Excerpted passage |
With Windows Server 2008 and later clusters, if all network communication becomes severed between nodes, and quorum must be established, votes are counted. (The exception to this statement would be the disk only quorum model which is similar to the quorum model in legacy clusters where the only vote that is counted is the disk. This option is not recommended, and is rarely chosen.) By default, each node gets a vote and if configured, a single witness may be counted as a vote. A witness may be either a Witness Disk or File Share Witness (FSW). However, you cannot use both. Half of all possible votes + 1 must exist for there to be quorum. Therefore, for an even number of nodes you would want to have a FSW or witness disk. This means that the disk or FSW can cease to exist and as long as enough nodes are online then the cluster may still function.

The following TechNet link is a great reference for 2008 and 2008 R2 quorum options:

https://technet.microsoft.com/en-us/library/cc770620(v=WS.10).aspx

From that link, the following table describes when you would use an alternate method based on even or odd number of nodes.

Description of cluster

Quorum recommendation

Odd number of nodes

Node Majority

Even number of nodes (but not a multi-site cluster)

Node and Disk Majority

Even number of nodes, multi-site cluster

Node and File Share Majority

Even number of nodes, no shared storage

Node and File Share Majority

 

What is a FSW and how does it differ from a disk?

All this discussion about votes is a perfect segue into what a File Share Witness (FSW) is and how it differs from a witness disk. A FSW is simply a file share that you may create on a completely separate server from the cluster to act like a disk for tie-breaker scenarios when quorum needs to be established. The share could reside on a file server, domain controller, or even a completely different cluster. A witness share needs to be available for a single connection, and available for all nodes of the cluster to be able to connect to – if you are using the FSW option for quorum. The purpose of the FSW is to have something else that can count as a vote in situations where the number of configured nodes isn’t quite enough for determining quorum. A FSW is more likely to be used in multi-site clusters or where there is no common storage. A FSW does not store cluster configuration data like a disk. It does, however, contain information about which version of the cluster configuration database is most recent. Other than that, the FSW is just a share. Resources cannot fail to it, nor can the share act as a communications hub or alternate brain to make decisions in the event cluster nodes cannot communicate.

Remember the old capture the flag game you might have played at summer camp? Typically each team had a flag and had to protect it from capture by the opposing team. However, a variation on that game is where there is only one flag located at an alternate location in the woods and two teams try to find it. When the flag is captured by one team, that team wins. A FSW is somewhat like the flag at an alternate location where a team of surviving nodes that can obtain it are able to reach quorum and other nodes that cannot drop out of the active cluster.

A Witness Disk is similar to a FSW except rather than being a file share somewhere on your network like a FSW, it is an actual disk provided by disk storage that is common to the cluster. Nodes arbitrate for exclusive access to the disk and the disk is capable of storing cluster configuration data. A witness disk counts as a vote. 

By this point you may have a good understanding of what a FSW is, when it might be used, what it is, and what it isn’t. Now let’s look at a couple of make-believe cluster configurations that each use a FSW that are similar but quite different.

[Entries taken from a collection]
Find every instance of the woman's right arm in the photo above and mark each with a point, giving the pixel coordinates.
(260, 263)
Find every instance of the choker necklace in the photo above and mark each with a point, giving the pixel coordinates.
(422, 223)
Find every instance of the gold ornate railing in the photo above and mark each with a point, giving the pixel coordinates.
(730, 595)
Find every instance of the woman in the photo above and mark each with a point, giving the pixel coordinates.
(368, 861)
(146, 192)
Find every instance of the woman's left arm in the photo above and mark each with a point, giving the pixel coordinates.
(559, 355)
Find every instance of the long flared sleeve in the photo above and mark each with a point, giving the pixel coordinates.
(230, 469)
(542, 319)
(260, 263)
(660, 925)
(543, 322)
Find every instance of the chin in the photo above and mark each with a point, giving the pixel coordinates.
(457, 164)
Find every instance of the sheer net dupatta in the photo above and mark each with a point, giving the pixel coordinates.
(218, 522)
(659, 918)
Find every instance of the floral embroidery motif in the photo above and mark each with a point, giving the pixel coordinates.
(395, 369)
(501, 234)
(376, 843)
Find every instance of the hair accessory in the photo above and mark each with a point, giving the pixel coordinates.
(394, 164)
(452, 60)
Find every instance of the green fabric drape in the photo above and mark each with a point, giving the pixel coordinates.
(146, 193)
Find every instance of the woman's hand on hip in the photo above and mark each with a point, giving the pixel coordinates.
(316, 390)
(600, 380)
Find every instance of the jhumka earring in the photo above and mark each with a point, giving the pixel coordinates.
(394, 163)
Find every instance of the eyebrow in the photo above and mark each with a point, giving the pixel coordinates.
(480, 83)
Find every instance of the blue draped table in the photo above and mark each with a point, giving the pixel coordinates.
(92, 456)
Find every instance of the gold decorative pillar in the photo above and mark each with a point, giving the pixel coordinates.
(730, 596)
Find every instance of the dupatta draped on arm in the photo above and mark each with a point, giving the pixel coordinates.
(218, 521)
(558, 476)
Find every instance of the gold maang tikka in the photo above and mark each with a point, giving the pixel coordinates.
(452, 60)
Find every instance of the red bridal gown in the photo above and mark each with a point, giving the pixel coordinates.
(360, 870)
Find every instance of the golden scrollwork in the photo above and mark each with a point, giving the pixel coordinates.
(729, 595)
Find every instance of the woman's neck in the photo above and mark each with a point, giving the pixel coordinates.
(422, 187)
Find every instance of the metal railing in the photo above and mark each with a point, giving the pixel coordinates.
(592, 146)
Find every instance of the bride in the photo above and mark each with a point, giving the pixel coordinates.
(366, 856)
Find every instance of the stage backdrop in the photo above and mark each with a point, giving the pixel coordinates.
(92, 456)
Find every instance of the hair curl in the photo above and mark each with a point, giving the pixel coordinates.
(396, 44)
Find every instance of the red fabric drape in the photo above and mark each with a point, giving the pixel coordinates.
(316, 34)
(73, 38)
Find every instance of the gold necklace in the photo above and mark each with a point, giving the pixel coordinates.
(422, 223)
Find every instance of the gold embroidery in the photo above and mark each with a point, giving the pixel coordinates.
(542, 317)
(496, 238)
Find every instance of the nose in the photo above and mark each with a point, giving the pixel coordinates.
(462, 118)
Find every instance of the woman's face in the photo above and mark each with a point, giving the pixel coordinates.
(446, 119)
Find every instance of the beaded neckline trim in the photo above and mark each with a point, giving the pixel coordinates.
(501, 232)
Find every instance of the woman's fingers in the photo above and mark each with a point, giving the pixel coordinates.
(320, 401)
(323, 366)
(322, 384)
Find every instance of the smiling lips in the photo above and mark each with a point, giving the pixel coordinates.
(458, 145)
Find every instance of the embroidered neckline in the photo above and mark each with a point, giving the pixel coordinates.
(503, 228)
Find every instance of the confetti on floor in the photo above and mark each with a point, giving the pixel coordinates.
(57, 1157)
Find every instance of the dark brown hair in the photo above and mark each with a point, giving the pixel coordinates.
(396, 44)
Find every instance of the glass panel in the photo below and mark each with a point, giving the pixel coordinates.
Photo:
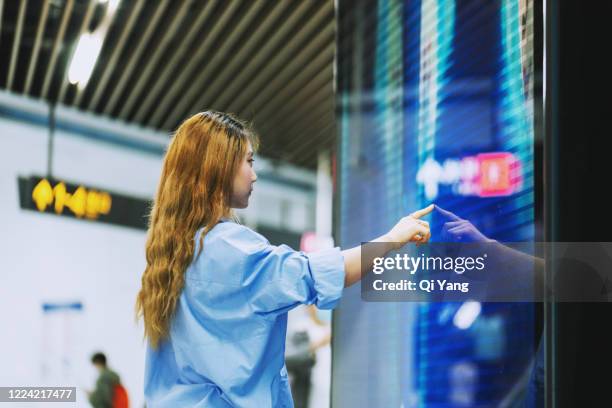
(435, 103)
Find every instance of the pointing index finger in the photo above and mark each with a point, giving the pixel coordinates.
(447, 214)
(422, 212)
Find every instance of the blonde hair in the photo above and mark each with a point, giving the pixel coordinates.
(194, 192)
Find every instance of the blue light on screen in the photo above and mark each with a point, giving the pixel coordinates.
(435, 104)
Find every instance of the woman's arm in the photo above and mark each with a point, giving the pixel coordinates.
(409, 229)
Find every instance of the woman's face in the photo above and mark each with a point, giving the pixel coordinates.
(243, 181)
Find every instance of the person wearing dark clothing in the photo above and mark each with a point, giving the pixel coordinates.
(103, 395)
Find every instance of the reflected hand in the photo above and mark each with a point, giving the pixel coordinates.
(411, 228)
(457, 229)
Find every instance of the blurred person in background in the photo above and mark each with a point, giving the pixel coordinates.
(109, 393)
(215, 294)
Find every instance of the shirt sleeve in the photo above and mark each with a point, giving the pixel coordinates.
(278, 278)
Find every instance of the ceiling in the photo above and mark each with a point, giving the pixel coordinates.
(268, 61)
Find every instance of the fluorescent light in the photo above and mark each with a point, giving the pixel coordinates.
(467, 314)
(112, 5)
(84, 59)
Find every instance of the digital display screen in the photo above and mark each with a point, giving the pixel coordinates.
(435, 104)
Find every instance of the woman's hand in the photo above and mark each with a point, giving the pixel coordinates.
(411, 229)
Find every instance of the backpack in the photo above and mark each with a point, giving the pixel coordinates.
(120, 398)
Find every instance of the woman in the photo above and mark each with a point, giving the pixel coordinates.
(215, 294)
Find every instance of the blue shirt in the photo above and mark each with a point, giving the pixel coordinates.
(227, 340)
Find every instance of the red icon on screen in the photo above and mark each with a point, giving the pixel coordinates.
(498, 174)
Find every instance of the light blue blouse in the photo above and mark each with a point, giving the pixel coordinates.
(227, 341)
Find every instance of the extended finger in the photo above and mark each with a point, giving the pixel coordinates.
(422, 212)
(451, 216)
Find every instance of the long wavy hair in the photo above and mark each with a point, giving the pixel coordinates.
(194, 192)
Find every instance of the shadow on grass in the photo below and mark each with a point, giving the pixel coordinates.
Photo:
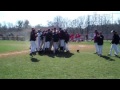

Exercise instructions |
1. In the cluster quorum article above, rewrite the paragraph beginning "A Witness Disk is similar to a FSW" as a short bulleted list that keeps its main facts.
2. Write what comes next in the cluster quorum article above, picking up after its last sentence.

Task responses |
1.
- A witness disk resembles a FSW, but it is an actual disk provided by storage common to the cluster rather than a file share on the network.
- Nodes arbitrate for exclusive access to it.
- It can store cluster configuration data.
- It counts as a vote.

2.
This is a 4 node cluster that is split between two sites with a FSW in Site C. In this configuration there are 5 possible votes. Bidirectional communication is possible on the Public and Private networks. Site A and Site B have a link to Site C to connect to the FSW, but neither Site A or Site B may connect with each other through Site C’s network. If one of the bi-directional networks fails, there remains one network that may be used for cluster communications for the nodes to determine connectivity and decide the best recovery method. If both bi-directional networks fail, then this cluster is partitioned into two sets of two nodes and the FSW must be leveraged to determine which set of nodes survives. The first set of nodes to successfully gain access to the FSW will survive. IF the network to Site C were a complete network allowing communication between Site A and Site B as well, then there would be an alternate communication path for the cluster to determine the best course of action…and this configuration would be that much better.

 

This variation is very similar to the first example and is something that customers have been known to implement. In this case, both bi-directional networks are actually VLANs that go through the same network connection. Therefore, the two separate networks have the vulnerability of a single network. Even if the Leased Net were redundant, that piece of this puzzle remains provided by the same network provider or could be cut by a backhoe somewhere between. So there exists a possibility the Leased Net segment could go down or become unresponsive. The validation process will warn if there is only a single network but it has no insight into what the underlying network actually is between the two sites. An extra network or bi-directional communication link through Site C would once again be an improvement.

Without a FSW in these two configurations, there would be no way to break the tie during communication loss as there are two sets of two nodes otherwise.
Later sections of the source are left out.